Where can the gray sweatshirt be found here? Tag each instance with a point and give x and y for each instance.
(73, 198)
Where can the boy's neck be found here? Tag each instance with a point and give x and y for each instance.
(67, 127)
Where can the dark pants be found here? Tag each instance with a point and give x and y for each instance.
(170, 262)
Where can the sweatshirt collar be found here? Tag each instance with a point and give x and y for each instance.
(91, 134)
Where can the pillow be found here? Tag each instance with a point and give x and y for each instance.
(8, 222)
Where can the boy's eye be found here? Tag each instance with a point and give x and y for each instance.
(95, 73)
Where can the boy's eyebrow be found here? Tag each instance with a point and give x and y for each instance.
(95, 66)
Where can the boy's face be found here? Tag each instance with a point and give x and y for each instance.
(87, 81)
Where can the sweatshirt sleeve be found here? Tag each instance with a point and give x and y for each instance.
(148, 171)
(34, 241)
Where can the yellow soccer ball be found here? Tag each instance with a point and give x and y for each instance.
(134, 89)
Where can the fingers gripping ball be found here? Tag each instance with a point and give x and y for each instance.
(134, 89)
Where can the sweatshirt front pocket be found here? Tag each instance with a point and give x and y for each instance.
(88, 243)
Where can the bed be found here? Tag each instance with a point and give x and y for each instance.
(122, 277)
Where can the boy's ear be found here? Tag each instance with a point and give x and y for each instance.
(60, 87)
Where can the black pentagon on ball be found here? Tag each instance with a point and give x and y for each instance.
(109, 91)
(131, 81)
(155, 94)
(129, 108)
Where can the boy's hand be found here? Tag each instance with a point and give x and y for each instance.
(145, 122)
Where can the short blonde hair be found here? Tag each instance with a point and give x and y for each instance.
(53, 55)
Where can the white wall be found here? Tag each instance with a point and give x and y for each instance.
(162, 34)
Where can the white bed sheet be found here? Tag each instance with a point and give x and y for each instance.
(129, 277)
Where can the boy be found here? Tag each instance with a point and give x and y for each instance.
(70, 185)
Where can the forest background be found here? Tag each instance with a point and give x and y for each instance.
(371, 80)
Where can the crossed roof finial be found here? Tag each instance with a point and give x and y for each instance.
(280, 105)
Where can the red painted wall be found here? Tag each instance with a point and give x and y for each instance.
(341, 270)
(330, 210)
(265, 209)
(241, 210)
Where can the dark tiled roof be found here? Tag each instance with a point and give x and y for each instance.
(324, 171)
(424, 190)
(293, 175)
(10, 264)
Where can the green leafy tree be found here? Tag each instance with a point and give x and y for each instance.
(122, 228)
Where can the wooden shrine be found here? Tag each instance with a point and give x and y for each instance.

■ **SET PROBLEM**: Send back every record, precisely as written.

■ **RESULT FOR THIS EXERCISE**:
Where can the gray sweatshirt be found here? Tag each instance with a point and give x and y for each instance.
(73, 198)
Where can the boy's neck be found here? Tag each instance with a point and give x and y for each instance.
(67, 127)
Where can the dark pants be found here? Tag each instance with a point and give x and y for each instance.
(170, 262)
Where can the sweatshirt collar be found here? Tag each instance with a point and give x and y for each instance.
(91, 134)
Where can the pillow be found here? Tag each instance with a point and give x and y for each instance.
(8, 222)
Where can the boy's eye be found here? Tag each instance with a point and give x and y for each instance.
(95, 73)
Where can the boy's eyebrow be found here? Tag each instance with a point and give x and y for each instance.
(95, 66)
Where can the boy's face be found here? Tag each instance with a point and give x and y for each instance.
(87, 81)
Where can the sweatshirt sleeve be found here? Tag each instance with a point and give x and y for each instance.
(148, 171)
(34, 241)
Where can the yellow soccer ball be found here? Tag each instance with a point and give x and y for each instance.
(134, 89)
Where can the fingers gripping ball be found here? Tag each instance with a point and give x and y for each instance.
(134, 89)
Where can the sweatshirt front pocket be found here? Tag each instance with a point and give x and y for each instance.
(88, 243)
Where can the bed be found here? Tag each instance with a point and give x and y for each instance.
(122, 277)
Where can the boy's ear be found here? Tag each instance with a point and give x and y for each instance.
(60, 87)
Where can the black pentagon on ball be found here? Tag each instance with a point and give x and y for each instance.
(109, 91)
(131, 81)
(155, 94)
(129, 108)
Where can the boy's hand be found here? Tag each instance with a point and give x and y for each instance.
(145, 122)
Where can the short blonde hair be found here? Tag each instance with a point and give x and y for each instance.
(53, 55)
Where can the white wall be found here? Tag each instance with a point and give x and y for each instance.
(162, 34)
Where can the white bed sheet be found here? Tag each instance with a point and give x and y for each instance.
(129, 277)
Where can the boy be found here? Tag each instance with a point and give x and y for each instance.
(70, 185)
Where can the forest background be found here? Tag each instance with a point and give x and y for each instance.
(371, 80)
Where can the crossed roof finial be found here? Tag each instance with a point and give x and y for each instance.
(280, 105)
Where can the red painted wall be found here? Tag each instance with a point and give x and y for each instance.
(341, 270)
(330, 210)
(265, 209)
(241, 210)
Where can the dark tiled roof be found here? Tag each instance with a point and give x and y for each instance.
(324, 171)
(424, 190)
(293, 175)
(10, 264)
Where can the green leafy tree be found here? Tag each instance with a point and give x and y for each instance.
(122, 228)
Where can the wooden shrine be found here? Tag each instance with a point and give x and y for each instance.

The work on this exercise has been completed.